▶ [Passage]
Where The Jobs Are

By: Rachel Marsden

Walking around the world’s largest air show in Paris, France, I’ve discovered that there is no economic crisis if one is willing to look hard enough to escape it. The Paris Air Show should be dubbed “The World Capitalism Festival,” because what I witnessed here was unfettered capitalism and free-market competition at its finest. I was so deeply moved that I nearly burst into tears in front of an Aster 30 missile, in all its phallic splendor.

Here, there’s no need for any politician to waterboard companies with the green Kool-Aid. The hottest item at this year’s air show is Airbus’ A320 NEO, a “green” plane that netted a record 730 orders for a total of $72.2 billion. If America’s Boeing hopes to compete and move beyond its $22 billion in orders, it’ll have to catch up and produce something similar. The NEO’s big attraction is that it’s 15% more fuel-efficient than a classic A320. With fuel costs representing one-third of airline expenses, no government official has to legislate this plane into existence.

From free-market success also comes employment explosion. Among the 2,100 exhibitors, nearly all those with whom I was able to speak said they were hiring. Specifically, they’re in desperate need of workers with technical skills, engineers, builders, producers—and they couldn’t find enough people to fill these positions. Several were recruiting on-site at the show.

These are highly skilled jobs you can’t fake. The negative consequences of faking one’s abilities in manufacturing a plane or defense system should be kind of obvious. It’s therefore highly unlikely that jobs in this field will be snapped up by some hombre fresh off of jumping the southern border. They’re mostly globalization-proof.

So where are all our workers in this field? This is the West’s top-tier manufacturing base, in which democracies are outcompeting oppressive regimes such as China and Russia. Malaysia’s Air Asia, for example, bought $18.2 billion worth of Airbuses, not a Chinese or Russian brand. This is the playing field on which we are beating our ideological enemy.

The fact that companies can’t fill these jobs is suggestive of a serious systemic problem in Western society: economic deindustrialization. According to the American Prospect, manufacturing represented only 11.5% of America’s economic output in 2008, compared with 28% in 1959. Meanwhile, our young people have never been better educated. I’d suggest that’s actually a big part of the problem. Rather than going to university and college to learn engineering, math and applicable scientific skills, many Westerners are encouraged by their parents to strive for law school, business school, or some Ivy League flake-o liberal arts degree. The end result is that when kids aren’t being educated way beyond their intelligence, then they’re being educated on the most useless topics imaginable. While the schools are raking in money by convincing students to collect one useless degree after another, students are being spit out into the workforce dead-broke and unskilled.

▶ [Data listing]
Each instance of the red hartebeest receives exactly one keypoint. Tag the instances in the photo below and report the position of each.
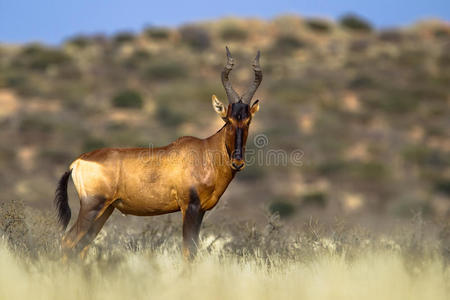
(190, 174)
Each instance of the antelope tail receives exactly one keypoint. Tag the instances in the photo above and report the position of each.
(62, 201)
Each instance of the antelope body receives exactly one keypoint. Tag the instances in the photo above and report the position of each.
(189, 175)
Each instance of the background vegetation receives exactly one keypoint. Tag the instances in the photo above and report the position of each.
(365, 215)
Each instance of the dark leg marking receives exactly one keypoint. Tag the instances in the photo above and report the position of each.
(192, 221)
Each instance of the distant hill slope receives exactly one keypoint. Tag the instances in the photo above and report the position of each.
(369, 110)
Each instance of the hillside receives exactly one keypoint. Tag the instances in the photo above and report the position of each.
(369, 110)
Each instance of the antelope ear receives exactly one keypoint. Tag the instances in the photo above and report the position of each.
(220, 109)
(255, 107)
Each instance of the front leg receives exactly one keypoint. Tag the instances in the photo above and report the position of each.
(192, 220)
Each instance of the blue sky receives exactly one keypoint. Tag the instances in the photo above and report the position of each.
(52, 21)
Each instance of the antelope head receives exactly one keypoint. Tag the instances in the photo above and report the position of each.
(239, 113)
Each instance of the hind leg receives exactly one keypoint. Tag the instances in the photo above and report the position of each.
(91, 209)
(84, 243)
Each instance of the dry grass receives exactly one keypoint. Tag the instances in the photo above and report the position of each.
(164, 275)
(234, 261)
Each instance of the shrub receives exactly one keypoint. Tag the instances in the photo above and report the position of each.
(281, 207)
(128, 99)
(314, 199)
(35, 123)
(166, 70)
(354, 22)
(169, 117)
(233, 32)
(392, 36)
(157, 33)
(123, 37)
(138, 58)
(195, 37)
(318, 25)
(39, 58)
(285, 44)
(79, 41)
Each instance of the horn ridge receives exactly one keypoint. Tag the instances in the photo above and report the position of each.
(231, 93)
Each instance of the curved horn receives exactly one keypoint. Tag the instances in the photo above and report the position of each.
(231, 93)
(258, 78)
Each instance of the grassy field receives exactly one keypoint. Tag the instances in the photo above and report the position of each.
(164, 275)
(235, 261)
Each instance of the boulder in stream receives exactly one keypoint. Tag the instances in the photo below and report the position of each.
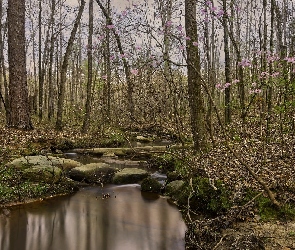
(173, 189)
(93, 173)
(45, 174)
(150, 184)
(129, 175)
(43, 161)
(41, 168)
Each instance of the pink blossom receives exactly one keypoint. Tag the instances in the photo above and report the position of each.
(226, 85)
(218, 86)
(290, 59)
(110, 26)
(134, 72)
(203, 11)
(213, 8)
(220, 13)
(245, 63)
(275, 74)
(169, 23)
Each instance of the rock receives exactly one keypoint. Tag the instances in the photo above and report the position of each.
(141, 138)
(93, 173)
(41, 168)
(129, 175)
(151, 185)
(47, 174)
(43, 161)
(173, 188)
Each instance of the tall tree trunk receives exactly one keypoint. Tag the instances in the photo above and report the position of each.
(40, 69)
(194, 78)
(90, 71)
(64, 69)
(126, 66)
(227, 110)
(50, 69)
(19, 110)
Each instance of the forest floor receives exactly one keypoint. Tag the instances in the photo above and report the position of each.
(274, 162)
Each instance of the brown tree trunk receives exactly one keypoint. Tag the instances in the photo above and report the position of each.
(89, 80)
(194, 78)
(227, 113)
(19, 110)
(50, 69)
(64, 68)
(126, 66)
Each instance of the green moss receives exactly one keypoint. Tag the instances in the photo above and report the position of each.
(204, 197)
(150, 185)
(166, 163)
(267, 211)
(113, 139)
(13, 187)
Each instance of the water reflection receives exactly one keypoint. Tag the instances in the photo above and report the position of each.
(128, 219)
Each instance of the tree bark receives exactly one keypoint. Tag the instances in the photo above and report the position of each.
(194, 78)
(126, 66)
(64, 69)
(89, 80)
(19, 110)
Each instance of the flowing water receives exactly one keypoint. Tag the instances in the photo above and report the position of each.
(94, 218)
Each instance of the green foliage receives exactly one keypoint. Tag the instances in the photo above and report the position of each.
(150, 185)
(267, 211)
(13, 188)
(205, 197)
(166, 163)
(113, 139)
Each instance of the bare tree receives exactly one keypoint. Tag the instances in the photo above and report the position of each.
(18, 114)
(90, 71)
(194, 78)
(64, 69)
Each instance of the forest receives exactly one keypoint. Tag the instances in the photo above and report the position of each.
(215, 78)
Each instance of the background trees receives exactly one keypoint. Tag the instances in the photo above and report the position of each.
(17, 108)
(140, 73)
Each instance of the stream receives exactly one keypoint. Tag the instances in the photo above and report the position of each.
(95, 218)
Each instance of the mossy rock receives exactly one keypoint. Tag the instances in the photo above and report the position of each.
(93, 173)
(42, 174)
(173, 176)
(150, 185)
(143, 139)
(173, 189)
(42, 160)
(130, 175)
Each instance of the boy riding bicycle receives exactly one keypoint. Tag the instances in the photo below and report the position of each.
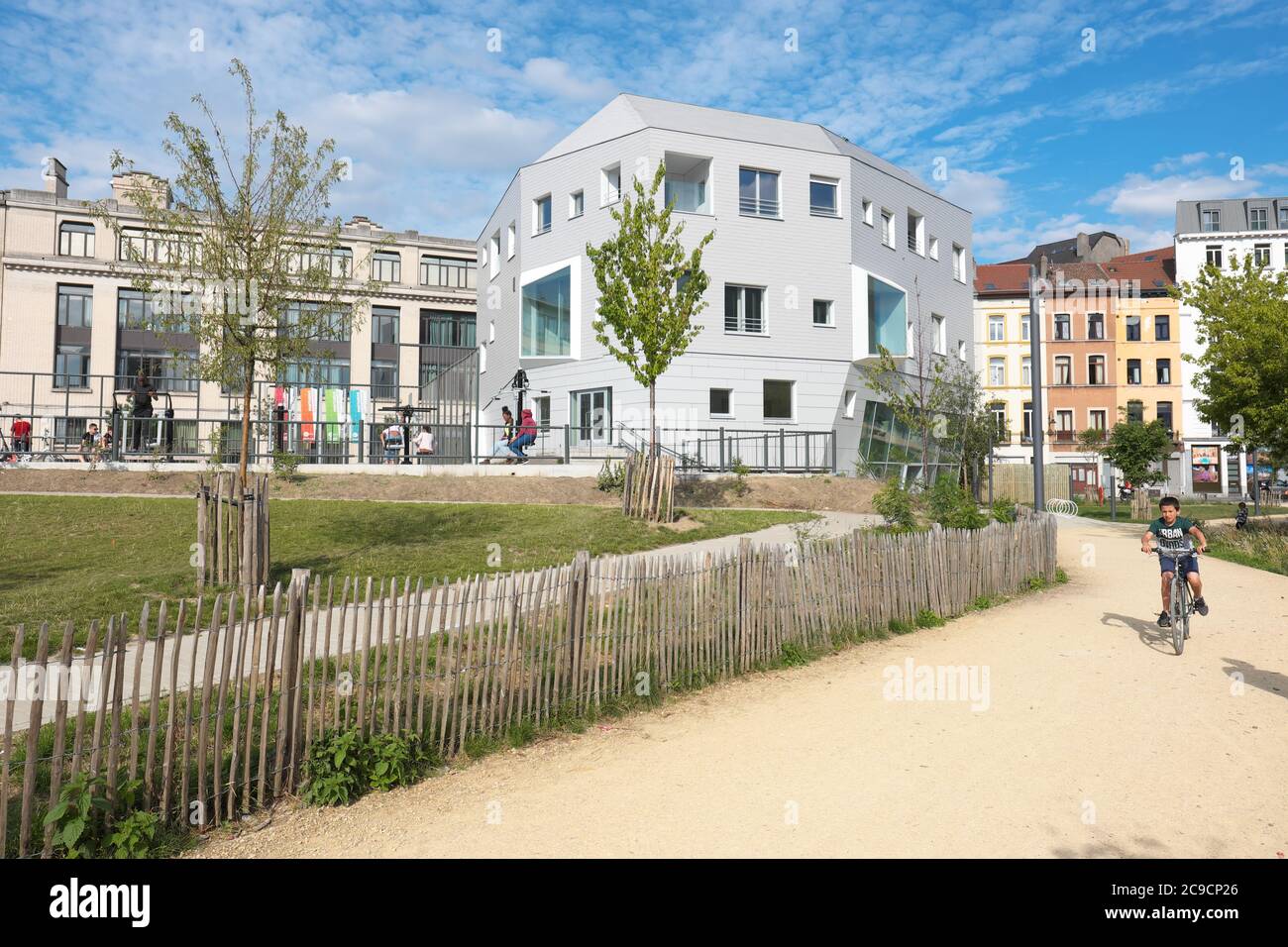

▶ [Exercise requirements]
**a)** Answer these about the Paris Air Show column:
(i) How many orders did Airbus' A320 NEO net?
(ii) How many exhibitors were at the show?
(iii) According to the American Prospect, what share of America's economic output did manufacturing represent in 2008?
**b)** Can you pick up the Paris Air Show column after its last sentence and carry it on?
The rows play no part in what is asked here.

▶ [Answers to the tasks]
**a)**
(i) 730 orders, for a total of $72.2 billion.
(ii) 2,100.
(iii) 11.5%.

**b)**
One might also blame this phenomenon on the feminization of society in general. Why aren’t most men going into engineering and manufacturing anymore or being encouraged to do so? As a woman who graduated from a university with a degree in hard sciences, even I briefly considered a career in engineering—until I realized that I could never spend all day, every day, crunching numbers. But I’m a woman, not to mention a heterosexual one. I don’t even do oil changes or follow baseball statistics. And, statistically speaking, as a woman, my left inferior parietal lobe—the brain’s math center where Albert Einstein was abnormally well-endowed—is markedly smaller than a man’s. Unless I’m some kind of mutant, I can’t escape that biological reality.

Still, I grew up playing with dump trucks rather than dolls. If a Barbie doll ever crossed my path, it just ended up as cargo in the back of my dump truck, along with any of her accessories. I can only conclude that my biological brain structure ultimately overrode my environment and upbringing, despite my parents’ best efforts. I excelled at math, physics and calculus, but didn’t enjoy it enough to make a career out of it. Granted, I still love studying airplanes and military weaponry—but only in their greater strategic context. I’d lose my mind if I had to immerse myself in the intricacies of building them. I worked hard at it, but it didn't come naturally. Much like I excelled at gymnastics as a kid, but was constantly struggling not to injure some part of my much too tall frame. Not to say that there aren’t women who are different from me, and who have a genuine affinity for engineering careers—and perhaps that difference is ultimately biological/structural.

So I can logically, albeit perhaps somewhat politically incorrectly, answer the question of why I’m personally not cut out for the manufacturing industry. But the fact that men who are fully equipped for such things aren’t gravitating to this wide-open job market is baffling and problematic. They can’t all have tiny left inferior parietal lobes!

Because so many parents seem to be encouraging their sons to enter management positions—and laughingly expecting them to land in the executive suite of a major corporation right after their MBA—perhaps it would be a good strategy for these high-tech manufacturing companies to attract skilled workers by offering them a meritocratic career advancement path to management up front.

If America and the West have any hope for rebuilding our manufacturing base and crushing China someday while not letting go of our values, these are the kinds of questions we need to openly address.